TEXT:

-- Opening Marker --

Monday, February 20, 2023

THREE SUPERMEN AGAINST THE GODFATHER (1979)

 






PHENOMENALITY: *marvelous*
MYTHICITY: *poor*
FRYEAN MYTHOS: *comedy*
CAMPBELLIAN FUNCTION: *sociological*

The collaboration of Italy and Hong Kong for 1973's SUPERMEN AGAINST THE ORIENT wasn't quite bad enough, so the Italians took their property to Turkey, to see if the Turks could make an even worse movie. They succeeded.

This incoherent mess starts off with a scientist inventing a time-machine and briefly jaunting back to Byzantine times. But that's the last time-traveling you see, as the rest of the film is all about a Mafia "godfather" who sends his goons to steal the machine. He's being challenged for power by his daughter and her lover, who steal some of his drugs, and I think the godfather wants the time-machine to... find the drugs? Anyway, this time there's a new agent in charge (Turkish actor Cuneyt Arkin), but he acts like he's been around for other entries. He complains that he's always getting crossed up by his two partners (Sal Borghese and Aldo Canti, the latter returning to the franchise for the first time since the first film).

-- Closing Marker --

EXTRACTED INFORMATION:
-- Opening Marker --

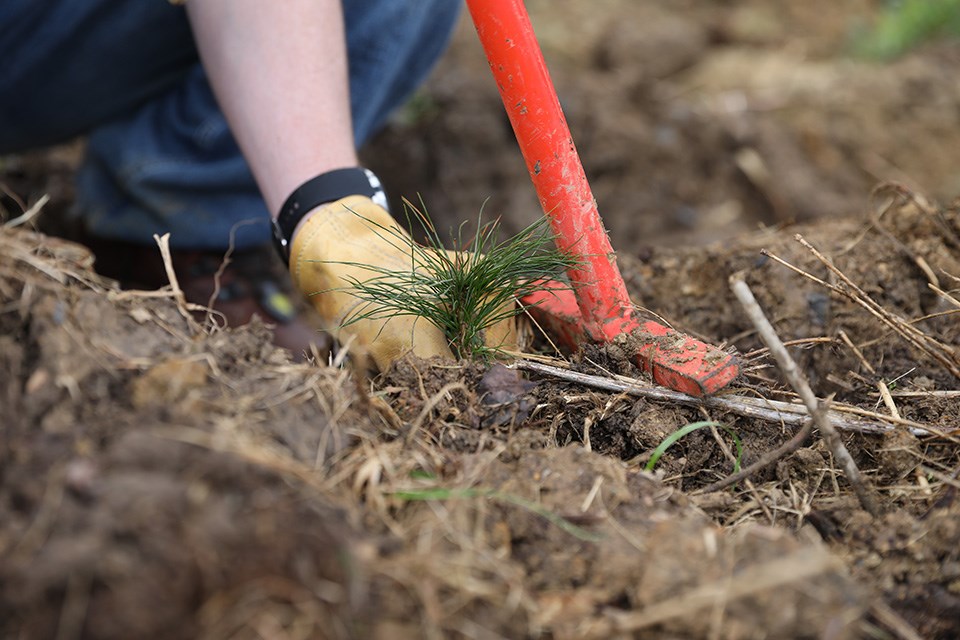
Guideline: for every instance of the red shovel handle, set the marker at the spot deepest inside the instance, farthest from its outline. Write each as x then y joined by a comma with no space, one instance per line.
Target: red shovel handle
547,146
603,309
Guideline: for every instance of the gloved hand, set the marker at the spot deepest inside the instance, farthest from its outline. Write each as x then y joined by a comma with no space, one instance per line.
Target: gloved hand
356,230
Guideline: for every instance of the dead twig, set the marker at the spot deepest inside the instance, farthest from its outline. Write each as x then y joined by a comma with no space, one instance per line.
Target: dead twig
793,569
29,214
817,410
758,408
924,343
183,306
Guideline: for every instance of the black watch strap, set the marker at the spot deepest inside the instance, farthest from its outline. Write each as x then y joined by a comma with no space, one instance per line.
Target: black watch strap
327,187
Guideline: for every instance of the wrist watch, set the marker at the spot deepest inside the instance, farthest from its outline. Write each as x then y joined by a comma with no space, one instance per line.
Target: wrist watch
327,187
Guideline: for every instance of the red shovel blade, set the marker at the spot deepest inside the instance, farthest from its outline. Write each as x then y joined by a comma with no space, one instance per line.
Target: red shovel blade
673,359
605,309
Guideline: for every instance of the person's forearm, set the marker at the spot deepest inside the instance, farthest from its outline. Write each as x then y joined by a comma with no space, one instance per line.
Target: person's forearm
279,70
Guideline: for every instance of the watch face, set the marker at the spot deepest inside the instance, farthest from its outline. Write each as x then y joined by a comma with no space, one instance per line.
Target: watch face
280,241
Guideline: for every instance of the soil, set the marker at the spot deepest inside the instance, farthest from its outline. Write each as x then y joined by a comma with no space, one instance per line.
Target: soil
160,481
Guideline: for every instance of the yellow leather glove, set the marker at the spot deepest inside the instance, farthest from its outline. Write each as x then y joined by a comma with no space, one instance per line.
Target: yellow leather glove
326,254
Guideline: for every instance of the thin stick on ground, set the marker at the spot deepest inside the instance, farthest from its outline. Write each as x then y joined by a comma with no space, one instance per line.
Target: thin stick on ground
758,408
924,343
183,306
796,379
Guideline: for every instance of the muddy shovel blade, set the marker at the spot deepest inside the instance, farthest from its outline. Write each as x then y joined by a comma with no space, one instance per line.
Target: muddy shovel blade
673,359
605,311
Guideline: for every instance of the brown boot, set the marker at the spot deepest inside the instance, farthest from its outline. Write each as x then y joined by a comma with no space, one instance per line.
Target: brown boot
252,283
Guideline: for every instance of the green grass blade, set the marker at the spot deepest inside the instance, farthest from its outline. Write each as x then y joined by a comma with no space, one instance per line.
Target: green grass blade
442,494
683,431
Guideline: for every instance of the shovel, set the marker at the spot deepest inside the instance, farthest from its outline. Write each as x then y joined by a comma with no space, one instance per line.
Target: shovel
597,308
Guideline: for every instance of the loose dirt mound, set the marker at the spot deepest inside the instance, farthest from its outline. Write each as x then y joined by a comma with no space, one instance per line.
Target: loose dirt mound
161,482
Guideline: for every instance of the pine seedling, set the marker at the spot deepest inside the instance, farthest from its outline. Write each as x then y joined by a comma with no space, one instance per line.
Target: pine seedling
466,291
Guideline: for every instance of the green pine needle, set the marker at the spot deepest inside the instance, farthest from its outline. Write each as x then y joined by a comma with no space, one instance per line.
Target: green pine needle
463,292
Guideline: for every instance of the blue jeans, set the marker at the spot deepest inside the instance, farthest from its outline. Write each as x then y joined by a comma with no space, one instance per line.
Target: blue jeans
160,157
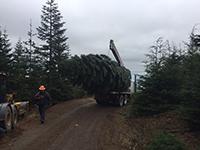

-- Closing Marker --

EXERCISE PROMPT:
Return the stretch of the film review from "The collaboration of" through "movie. They succeeded.", copied word for word.

ANSWER SECTION:
The collaboration of Italy and Hong Kong for 1973's SUPERMEN AGAINST THE ORIENT wasn't quite bad enough, so the Italians took their property to Turkey, to see if the Turks could make an even worse movie. They succeeded.